El 20 de julio de 1941, un tarde de domingo, mientras tomaban una copa de jerez, seis pilotos que se recuperaban de sus operaciones propusieron formar un club de bebedores, el cual estaría abierto a cualquier soldado operado al menos dos veces en el hospital, el equipo médico y algo que denominaron “la Real Sociedad para la prevención de la crueldad contra los Conejillos de Indias”. Es decir, los amigos y benefactores del club. Las mujeres no podían ser socias, pero podían asistir a algunas veladas especiales. El humor negro era una de sus señas de identidad. Nombraron secretario a un piloto con los dedos gravemente quemados, lo que significaba que no les escribiría demasiadas cartas, y el tesorero era un miembro cuyas piernas estaban quemadas y se movía en silla de ruedas, lo que garantizaba que no podría huir con los fondos. Inicialmente, aquel espacio en el que no existirían los escalafonoes iba a ser un club de de bebedores que se disolvería después de la guerra, pero acabó siendo la parte más importante de sus vidas. McIndoe, claro, fue elegido presidente vitalicio.

▶ **EXTRACTO DE DATOS**
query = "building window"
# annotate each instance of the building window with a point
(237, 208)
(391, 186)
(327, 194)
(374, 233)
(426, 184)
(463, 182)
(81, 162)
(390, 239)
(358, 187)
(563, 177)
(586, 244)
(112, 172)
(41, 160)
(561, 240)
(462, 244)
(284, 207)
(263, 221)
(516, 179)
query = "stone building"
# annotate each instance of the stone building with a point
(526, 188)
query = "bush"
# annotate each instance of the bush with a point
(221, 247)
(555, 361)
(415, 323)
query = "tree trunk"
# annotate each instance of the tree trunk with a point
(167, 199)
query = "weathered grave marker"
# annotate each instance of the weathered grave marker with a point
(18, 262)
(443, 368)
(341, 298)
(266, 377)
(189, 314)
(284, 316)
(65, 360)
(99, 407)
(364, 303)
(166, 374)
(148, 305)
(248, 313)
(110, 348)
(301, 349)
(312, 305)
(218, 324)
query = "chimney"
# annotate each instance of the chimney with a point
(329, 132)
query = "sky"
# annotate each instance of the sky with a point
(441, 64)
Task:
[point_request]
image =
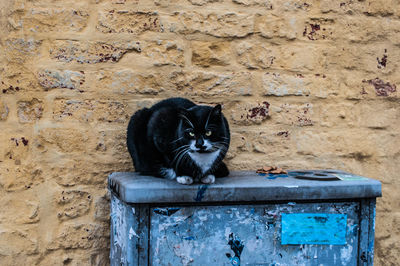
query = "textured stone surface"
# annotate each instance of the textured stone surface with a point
(304, 84)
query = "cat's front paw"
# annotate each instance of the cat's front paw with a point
(186, 180)
(208, 179)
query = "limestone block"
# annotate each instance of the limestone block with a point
(73, 204)
(24, 211)
(19, 50)
(30, 111)
(268, 4)
(3, 111)
(276, 84)
(50, 20)
(50, 79)
(203, 2)
(218, 24)
(90, 52)
(293, 114)
(271, 26)
(65, 140)
(255, 56)
(120, 21)
(163, 53)
(250, 113)
(16, 242)
(90, 111)
(20, 177)
(102, 208)
(81, 236)
(207, 54)
(201, 83)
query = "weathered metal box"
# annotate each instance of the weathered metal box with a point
(302, 218)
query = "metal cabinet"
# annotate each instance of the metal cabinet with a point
(244, 219)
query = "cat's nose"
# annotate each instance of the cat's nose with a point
(200, 144)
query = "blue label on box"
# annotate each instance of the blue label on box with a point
(313, 228)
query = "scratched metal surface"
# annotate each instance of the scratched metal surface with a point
(244, 235)
(239, 186)
(124, 238)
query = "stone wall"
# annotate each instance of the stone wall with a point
(304, 84)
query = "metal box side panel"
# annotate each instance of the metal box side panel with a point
(244, 235)
(124, 237)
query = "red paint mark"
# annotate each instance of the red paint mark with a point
(259, 111)
(381, 88)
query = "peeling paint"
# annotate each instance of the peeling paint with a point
(200, 193)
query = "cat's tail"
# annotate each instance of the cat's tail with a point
(137, 132)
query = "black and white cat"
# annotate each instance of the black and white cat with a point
(177, 139)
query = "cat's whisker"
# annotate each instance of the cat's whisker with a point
(176, 140)
(181, 147)
(181, 157)
(178, 154)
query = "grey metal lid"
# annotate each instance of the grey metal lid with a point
(246, 186)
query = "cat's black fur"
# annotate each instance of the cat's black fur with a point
(164, 138)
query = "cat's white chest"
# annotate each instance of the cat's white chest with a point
(204, 160)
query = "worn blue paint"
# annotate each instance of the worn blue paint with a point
(314, 228)
(200, 193)
(166, 211)
(237, 247)
(273, 176)
(350, 177)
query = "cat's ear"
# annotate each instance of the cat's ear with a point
(184, 116)
(216, 111)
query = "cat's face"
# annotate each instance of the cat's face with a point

▶ **SOBRE EL EJERCICIO**
Según el texto sobre el club de pilotos, ¿quién fue elegido presidente vitalicio? Las filas constituyen un material independiente del texto del documento.

▶ **RESPUESTA**
McIndoe.